Open xiaolong1979 opened 3 years ago
Not sure if this is intended behavior, but currently TransformedDistribution does not get the batch shape from bijectors:
mu = tf.range(5, dtype=tf.float32)
dist1 = tfd.Normal(mu, 1)
dist1
#==> <tfp.distributions.Normal 'Normal' batch_shape=[5] event_shape=[] dtype=float32>
dist2 = tfb.Shift(mu)(tfd.Normal(0., 1.))
dist2
#==> <tfp.distributions.TransformedDistribution 'shiftNormal' batch_shape=[] event_shape=[] dtype=float32>
As a result when you call dist2.sample()
you get a scalar sample from the base distribution and broadcast add to mu
I think there is some work going on to have bijector also get full shape semantic sample/batch/event/ - maybe @davmre knows a bit more re road map
Thanks @junpenglao . TransformedDistribution may be the issue. I have another example with similar issue on batch_shape for log_prob method. The example used a transition function with TransformedDistribution.
tfd.Normal has loc parameter for the transition. Most other distributions are not formulated this way and rely on bijector and TransformedDistribution. It would be great to have bijector get full shape semantic sample/batch/event/.
Alternatively you can make it work by using tfd.Sample
:
gaussian_walk2 = tfd.MarkovChain(
initial_state_prior=tfp.distributions.Deterministic(0.),
transition_fn=lambda _, x: tfd.TransformedDistribution(
distribution=tfd.Sample(tfd.Normal(loc=0.0, scale=1.), x.shape),
bijector=tfp.bijectors.Shift(x)),
num_steps=10)
@junpenglao Thanks for the idea. The sample method works as expected, but the log_prob does not seem to work. Did i miss anything?
gaussian_walk2 = tfd.MarkovChain( initial_state_prior=tfp.distributions.Deterministic(0.), transitionfn=lambda , x: tfd.TransformedDistribution( distribution=tfd.Sample(tfd.Normal(loc=0.0, scale=1.), x.shape), bijector=tfp.bijectors.Shift(x)), num_steps=10)

Information provided:
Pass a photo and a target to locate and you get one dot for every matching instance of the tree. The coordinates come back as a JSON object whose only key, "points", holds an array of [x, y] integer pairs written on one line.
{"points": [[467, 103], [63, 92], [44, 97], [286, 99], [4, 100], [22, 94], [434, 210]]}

Tasks to complete:
**A.** Answer these from the issue thread:
(i) What batch_shape is printed for dist1?
(ii) Which distribution does the thread offer as an alternative way to make it work?
(iii) What value is passed as num_steps to tfd.MarkovChain?
**B.** List every class that the issue thread calls through the prefix "tfd." or "tfp.distributions.".
The data can be left aside.

Answers for the tasks:
**A.**
(i) batch_shape=[5]
(ii) tfd.Sample
(iii) 10

**B.**
tfd.Normal
tfd.TransformedDistribution
tfd.Sample
tfd.MarkovChain
tfp.distributions.Deterministic